[Region pointing data]

*** Block opens ***

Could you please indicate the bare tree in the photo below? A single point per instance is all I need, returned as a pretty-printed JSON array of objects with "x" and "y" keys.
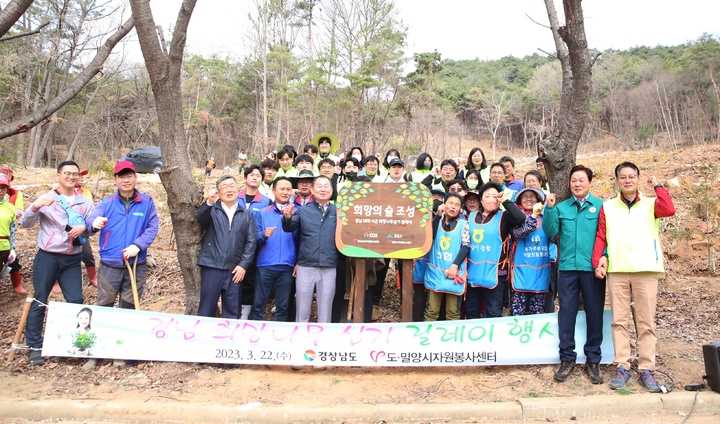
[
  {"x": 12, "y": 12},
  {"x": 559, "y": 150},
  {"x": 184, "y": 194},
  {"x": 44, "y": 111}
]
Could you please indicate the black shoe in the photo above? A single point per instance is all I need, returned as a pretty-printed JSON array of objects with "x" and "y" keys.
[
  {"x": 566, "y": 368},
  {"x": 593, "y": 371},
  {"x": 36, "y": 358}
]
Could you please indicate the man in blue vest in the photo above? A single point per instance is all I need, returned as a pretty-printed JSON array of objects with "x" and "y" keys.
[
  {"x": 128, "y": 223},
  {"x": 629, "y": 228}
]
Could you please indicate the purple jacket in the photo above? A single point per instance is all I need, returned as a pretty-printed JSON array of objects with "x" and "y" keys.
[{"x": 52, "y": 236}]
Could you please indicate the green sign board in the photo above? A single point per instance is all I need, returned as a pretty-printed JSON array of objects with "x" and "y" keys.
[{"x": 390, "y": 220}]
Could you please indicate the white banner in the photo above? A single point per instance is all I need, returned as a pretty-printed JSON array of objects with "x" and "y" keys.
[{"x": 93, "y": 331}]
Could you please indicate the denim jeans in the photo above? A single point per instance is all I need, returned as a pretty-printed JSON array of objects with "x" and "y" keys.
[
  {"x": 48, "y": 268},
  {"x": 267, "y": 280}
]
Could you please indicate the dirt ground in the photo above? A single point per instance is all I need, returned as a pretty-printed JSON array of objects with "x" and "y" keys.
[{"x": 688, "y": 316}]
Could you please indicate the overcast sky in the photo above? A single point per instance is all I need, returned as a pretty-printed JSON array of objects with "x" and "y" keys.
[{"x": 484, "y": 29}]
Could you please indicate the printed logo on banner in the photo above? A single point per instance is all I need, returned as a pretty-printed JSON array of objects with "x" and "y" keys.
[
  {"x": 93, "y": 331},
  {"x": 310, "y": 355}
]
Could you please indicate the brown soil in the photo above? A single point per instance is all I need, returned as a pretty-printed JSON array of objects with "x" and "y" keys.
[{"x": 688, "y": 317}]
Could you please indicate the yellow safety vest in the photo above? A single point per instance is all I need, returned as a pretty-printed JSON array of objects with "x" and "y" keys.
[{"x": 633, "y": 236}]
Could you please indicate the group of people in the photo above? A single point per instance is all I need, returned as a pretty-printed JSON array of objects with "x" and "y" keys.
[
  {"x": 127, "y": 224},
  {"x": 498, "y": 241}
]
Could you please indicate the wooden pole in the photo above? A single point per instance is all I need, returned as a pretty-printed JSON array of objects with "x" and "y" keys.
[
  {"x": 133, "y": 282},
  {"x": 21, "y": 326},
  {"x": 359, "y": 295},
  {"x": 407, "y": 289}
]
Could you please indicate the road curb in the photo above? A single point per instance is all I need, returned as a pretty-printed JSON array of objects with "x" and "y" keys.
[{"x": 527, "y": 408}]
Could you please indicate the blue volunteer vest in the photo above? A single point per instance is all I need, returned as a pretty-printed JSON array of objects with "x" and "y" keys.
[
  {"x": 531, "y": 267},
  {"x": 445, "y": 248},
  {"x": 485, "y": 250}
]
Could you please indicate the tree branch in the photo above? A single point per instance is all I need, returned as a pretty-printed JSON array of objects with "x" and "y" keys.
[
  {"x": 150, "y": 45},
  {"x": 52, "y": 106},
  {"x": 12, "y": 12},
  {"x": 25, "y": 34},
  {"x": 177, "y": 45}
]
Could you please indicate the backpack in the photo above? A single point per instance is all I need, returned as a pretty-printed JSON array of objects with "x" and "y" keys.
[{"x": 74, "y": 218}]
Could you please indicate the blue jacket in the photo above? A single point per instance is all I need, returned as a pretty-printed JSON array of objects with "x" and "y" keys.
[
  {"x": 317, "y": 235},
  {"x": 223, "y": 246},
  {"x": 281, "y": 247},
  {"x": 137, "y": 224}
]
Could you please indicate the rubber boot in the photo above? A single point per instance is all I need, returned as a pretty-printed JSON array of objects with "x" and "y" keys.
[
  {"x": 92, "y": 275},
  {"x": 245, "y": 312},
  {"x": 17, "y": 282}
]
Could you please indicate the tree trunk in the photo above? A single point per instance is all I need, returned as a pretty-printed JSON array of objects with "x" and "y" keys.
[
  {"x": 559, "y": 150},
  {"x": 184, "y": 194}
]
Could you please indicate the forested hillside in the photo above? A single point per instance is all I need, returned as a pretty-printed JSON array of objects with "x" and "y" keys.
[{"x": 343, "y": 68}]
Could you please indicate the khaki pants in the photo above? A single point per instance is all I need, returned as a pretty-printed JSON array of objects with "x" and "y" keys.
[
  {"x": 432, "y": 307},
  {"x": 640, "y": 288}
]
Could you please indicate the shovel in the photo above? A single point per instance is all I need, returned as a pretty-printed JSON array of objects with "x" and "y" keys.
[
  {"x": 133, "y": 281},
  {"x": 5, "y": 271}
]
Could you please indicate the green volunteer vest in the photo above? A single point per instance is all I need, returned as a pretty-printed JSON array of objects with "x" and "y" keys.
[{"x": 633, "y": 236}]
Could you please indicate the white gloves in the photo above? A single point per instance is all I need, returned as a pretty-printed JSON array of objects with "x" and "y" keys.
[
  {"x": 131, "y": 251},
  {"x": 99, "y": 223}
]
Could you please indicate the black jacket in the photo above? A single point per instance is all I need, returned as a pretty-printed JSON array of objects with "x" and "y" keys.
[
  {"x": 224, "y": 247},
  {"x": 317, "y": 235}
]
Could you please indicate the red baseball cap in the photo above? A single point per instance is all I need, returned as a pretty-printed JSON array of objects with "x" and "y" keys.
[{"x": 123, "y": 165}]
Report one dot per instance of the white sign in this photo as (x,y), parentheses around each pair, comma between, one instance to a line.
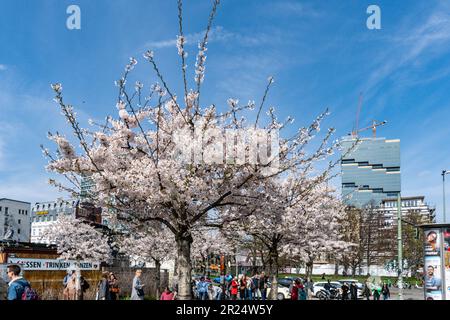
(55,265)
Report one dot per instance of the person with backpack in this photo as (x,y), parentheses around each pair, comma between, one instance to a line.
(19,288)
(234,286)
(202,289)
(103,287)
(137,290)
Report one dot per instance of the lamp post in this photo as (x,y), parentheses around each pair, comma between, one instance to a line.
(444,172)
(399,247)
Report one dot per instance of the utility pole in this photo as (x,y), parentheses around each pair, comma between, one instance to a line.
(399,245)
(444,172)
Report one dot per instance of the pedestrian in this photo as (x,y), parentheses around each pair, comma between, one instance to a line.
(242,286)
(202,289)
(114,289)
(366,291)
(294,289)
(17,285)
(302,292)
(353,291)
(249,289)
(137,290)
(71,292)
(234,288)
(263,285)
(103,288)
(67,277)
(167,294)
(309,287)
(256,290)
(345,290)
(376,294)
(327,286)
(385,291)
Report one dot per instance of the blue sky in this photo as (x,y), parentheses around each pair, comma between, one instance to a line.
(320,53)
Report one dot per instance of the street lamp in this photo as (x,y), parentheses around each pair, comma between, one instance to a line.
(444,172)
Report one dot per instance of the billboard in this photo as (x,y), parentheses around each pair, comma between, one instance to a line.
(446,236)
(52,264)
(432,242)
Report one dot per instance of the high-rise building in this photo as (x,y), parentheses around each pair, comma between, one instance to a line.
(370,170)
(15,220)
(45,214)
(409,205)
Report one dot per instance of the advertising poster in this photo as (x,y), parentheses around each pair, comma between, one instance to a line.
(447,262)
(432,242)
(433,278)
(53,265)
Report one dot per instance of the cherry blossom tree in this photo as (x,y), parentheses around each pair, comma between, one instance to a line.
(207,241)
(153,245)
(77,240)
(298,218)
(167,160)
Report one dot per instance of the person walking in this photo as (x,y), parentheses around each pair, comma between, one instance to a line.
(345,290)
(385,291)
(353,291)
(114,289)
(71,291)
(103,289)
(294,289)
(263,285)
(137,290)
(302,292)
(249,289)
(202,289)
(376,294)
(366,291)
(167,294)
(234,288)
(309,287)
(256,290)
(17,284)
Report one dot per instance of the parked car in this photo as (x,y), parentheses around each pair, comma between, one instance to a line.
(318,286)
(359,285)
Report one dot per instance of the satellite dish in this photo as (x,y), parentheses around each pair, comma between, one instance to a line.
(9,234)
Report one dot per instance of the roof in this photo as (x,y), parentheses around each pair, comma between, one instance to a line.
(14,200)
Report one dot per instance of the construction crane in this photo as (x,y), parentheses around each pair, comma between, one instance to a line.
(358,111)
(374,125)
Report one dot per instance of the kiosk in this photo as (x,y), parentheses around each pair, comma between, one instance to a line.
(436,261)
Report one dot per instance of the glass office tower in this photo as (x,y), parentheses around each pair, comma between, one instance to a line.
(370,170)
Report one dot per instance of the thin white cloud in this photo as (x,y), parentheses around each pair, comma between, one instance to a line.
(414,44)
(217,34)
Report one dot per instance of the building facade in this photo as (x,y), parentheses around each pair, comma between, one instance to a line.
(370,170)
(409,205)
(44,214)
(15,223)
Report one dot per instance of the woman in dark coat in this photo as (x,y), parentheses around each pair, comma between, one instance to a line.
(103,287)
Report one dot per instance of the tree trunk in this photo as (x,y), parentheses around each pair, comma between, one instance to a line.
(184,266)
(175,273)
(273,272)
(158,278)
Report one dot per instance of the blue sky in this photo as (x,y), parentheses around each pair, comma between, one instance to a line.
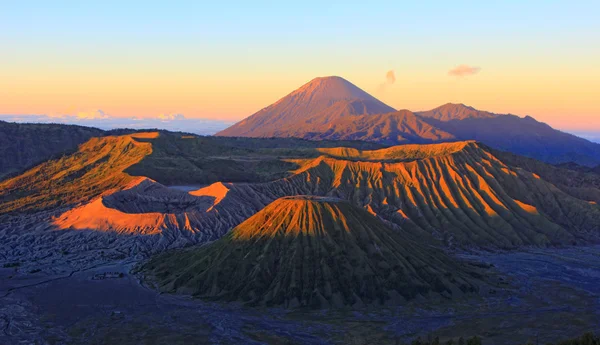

*** Block closes ***

_TASK DETAILS:_ Each line from the one containing "Report one dot per instance of the thin" through the last line above should be retyped exactly, and no other line. Any picture is to be left out.

_THE COMPLETED TASK:_
Report one dot per instance of the thin white cloud in this photo as (x,y), parentheses around each pair, comma between, one instance to a line.
(414,44)
(217,34)
Report one dot per instance of the building facade in this photo as (x,y), parentheses around each pair, comma between, one instance to a line.
(370,170)
(409,205)
(44,214)
(15,223)
Report one dot per instance of the woman in dark coat in this photo as (x,y), parentheses around each pair, comma between, one instance to a line.
(103,287)
Report one dot per instance of the tree trunk in this photo as (x,y), parentheses around each pair, comma between, one instance to a line.
(184,266)
(175,273)
(273,272)
(158,278)
Report one dot per instance of the blue sky in this photo as (x,y), parentheses around each pair, comma between, one instance to a line.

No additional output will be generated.